DATASET RECORDS below:

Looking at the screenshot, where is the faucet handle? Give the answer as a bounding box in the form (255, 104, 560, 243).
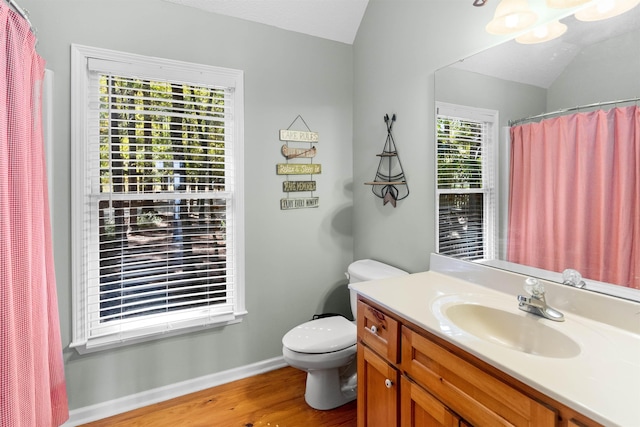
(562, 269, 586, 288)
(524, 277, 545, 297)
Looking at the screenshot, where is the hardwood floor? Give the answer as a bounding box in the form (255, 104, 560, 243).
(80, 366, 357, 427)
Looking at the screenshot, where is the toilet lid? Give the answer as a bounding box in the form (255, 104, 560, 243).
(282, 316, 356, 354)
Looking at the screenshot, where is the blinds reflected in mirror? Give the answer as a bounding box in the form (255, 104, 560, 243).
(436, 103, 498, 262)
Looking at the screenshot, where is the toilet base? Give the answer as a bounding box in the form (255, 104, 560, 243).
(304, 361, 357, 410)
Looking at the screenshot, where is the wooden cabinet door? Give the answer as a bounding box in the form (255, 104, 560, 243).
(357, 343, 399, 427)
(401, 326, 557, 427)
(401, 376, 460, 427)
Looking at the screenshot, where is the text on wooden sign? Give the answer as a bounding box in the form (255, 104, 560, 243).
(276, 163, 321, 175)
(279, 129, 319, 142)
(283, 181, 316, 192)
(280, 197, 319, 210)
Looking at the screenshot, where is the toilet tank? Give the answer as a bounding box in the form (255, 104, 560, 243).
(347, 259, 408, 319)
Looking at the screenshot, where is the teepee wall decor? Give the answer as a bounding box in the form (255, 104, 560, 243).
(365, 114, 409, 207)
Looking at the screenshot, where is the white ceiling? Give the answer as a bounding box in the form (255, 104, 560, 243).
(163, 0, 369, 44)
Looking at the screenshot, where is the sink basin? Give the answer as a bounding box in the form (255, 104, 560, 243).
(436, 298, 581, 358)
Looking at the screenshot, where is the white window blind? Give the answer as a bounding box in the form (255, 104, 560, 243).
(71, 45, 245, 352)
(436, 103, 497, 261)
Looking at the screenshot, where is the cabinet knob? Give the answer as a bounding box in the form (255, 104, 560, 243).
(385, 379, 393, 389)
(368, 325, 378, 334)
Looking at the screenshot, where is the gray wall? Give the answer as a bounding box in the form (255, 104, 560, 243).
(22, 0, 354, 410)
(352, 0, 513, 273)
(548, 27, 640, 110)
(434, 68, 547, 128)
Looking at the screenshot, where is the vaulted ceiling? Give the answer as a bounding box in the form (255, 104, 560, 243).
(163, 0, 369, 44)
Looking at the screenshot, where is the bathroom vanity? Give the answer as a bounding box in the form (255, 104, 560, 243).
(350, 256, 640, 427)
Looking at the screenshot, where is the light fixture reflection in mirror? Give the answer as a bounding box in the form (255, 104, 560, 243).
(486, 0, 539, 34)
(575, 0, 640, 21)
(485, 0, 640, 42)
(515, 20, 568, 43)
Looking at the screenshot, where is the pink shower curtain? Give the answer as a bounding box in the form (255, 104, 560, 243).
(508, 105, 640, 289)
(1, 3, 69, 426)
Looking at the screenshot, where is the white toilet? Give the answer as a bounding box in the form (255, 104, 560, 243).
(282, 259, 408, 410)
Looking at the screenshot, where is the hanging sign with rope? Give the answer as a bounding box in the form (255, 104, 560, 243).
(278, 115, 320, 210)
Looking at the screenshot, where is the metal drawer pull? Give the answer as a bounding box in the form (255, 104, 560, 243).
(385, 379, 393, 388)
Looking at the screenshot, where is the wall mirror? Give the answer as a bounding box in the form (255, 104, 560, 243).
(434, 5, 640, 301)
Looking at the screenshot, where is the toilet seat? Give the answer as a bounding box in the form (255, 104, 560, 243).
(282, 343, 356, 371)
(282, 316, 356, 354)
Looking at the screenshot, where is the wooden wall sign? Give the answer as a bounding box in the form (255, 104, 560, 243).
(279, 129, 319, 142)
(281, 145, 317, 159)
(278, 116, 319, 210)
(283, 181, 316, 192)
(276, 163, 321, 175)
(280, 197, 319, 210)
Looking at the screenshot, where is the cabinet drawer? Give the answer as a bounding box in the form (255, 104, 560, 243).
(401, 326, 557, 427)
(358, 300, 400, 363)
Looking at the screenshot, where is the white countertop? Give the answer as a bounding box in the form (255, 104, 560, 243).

End of DATASET RECORDS.

Copy exactly the line containing "Looking at the screenshot, where is the cabinet drawer?" and every line after it, ending with the last line of the records above.

Looking at the screenshot, where is the cabinet drawer? Give the answer as a bounding box in the form (255, 104, 560, 243).
(401, 326, 557, 427)
(358, 300, 400, 363)
Looking at the screenshot, where is the white countertop? Give the answer as a bounding box in the form (255, 104, 560, 243).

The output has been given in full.